#### [WORK TO BE COMPLETED]
Without the pictures, copy the entries below word for word.
==========
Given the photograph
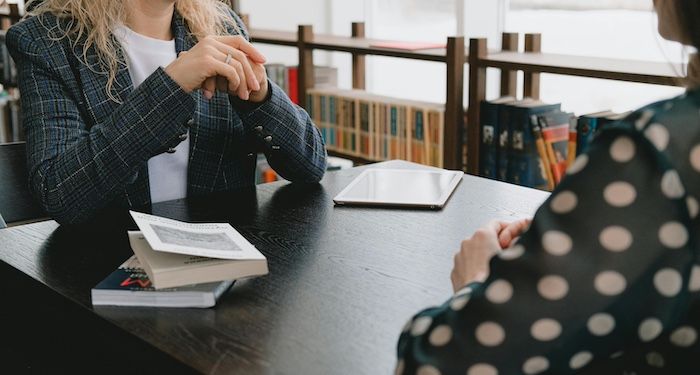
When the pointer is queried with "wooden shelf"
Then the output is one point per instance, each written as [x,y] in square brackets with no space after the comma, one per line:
[355,159]
[279,38]
[508,60]
[657,73]
[348,44]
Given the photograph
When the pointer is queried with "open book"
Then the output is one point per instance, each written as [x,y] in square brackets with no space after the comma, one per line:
[174,253]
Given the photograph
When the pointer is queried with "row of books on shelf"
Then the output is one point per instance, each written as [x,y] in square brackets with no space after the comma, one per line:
[376,128]
[287,77]
[531,143]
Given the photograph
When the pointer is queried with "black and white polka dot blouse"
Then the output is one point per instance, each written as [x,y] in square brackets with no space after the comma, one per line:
[606,280]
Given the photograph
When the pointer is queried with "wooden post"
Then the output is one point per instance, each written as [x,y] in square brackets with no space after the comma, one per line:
[358,60]
[509,78]
[454,107]
[477,93]
[531,89]
[306,62]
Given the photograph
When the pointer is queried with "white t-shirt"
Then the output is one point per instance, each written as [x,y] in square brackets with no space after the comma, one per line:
[167,173]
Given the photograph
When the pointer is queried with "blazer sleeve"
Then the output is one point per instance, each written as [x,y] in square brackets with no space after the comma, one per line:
[290,140]
[76,170]
[602,269]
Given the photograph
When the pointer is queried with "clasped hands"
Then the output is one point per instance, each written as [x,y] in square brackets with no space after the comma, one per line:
[472,260]
[222,63]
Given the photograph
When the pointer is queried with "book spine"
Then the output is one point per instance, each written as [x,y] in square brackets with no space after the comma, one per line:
[503,141]
[488,147]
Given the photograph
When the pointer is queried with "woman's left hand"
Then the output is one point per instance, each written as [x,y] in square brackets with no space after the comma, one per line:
==========
#### [ANSWER BELOW]
Given the photograph
When the pointer is queried with "wooden shelf"
Then the output is one point per instance, each written as [x,y] in square brackets with no space after the comma, one per line:
[355,159]
[279,38]
[508,60]
[657,73]
[348,44]
Given the photograph
When the pointer is queried with "open book"
Then the output is one point per instance, each written as [x,y] in square brackets with no space after the comma, one per line:
[174,253]
Given the photograph
When the pointer is queried with "row of books on shelf"
Then the output is one point per instance, each written as [x,y] in square brackets with no space after the comma, one per line:
[376,128]
[287,77]
[531,143]
Given the photograph
When the pointer is queried with "black and white polka dot blouse"
Then the output is one point per instance, each written as [x,y] in square brackets with no space after the comma, one per line:
[606,280]
Given the photograph
When the pointer is queried with "wooden post"
Then the output is one point per instance, each written as [x,y] in square brackets with no space after the comma, one per line:
[358,60]
[509,78]
[454,107]
[477,93]
[531,89]
[306,62]
Given the photograph
When the pointer is queried with "white t-shirt"
Then the output is one point per instance, each written as [x,y] in square brackets with no space after the comma, one per line:
[167,173]
Given the photograph
When the pointer is queried with "blazer sleeve"
Then the output is one point per instance, each written as [x,y] in square brackets with no space after the comma, one per line:
[290,140]
[76,170]
[602,269]
Given the photograph
When the pointer is queried with "clasped hands"
Then the output is one point per instance, each written as [x,y] in square brackets with no space after the comma, one per line:
[472,260]
[222,63]
Given the photograph
When the pointer is queried with "book spine"
Then the output is one point per instance, each written as [x,y] in square brackets with no space after the comma, one per line:
[503,141]
[488,147]
Given the photograph
When the pointer is queried with "woman's left hand"
Then the output is one point per instance, each written as [x,y] in square brackets with no space after the comma, one per line:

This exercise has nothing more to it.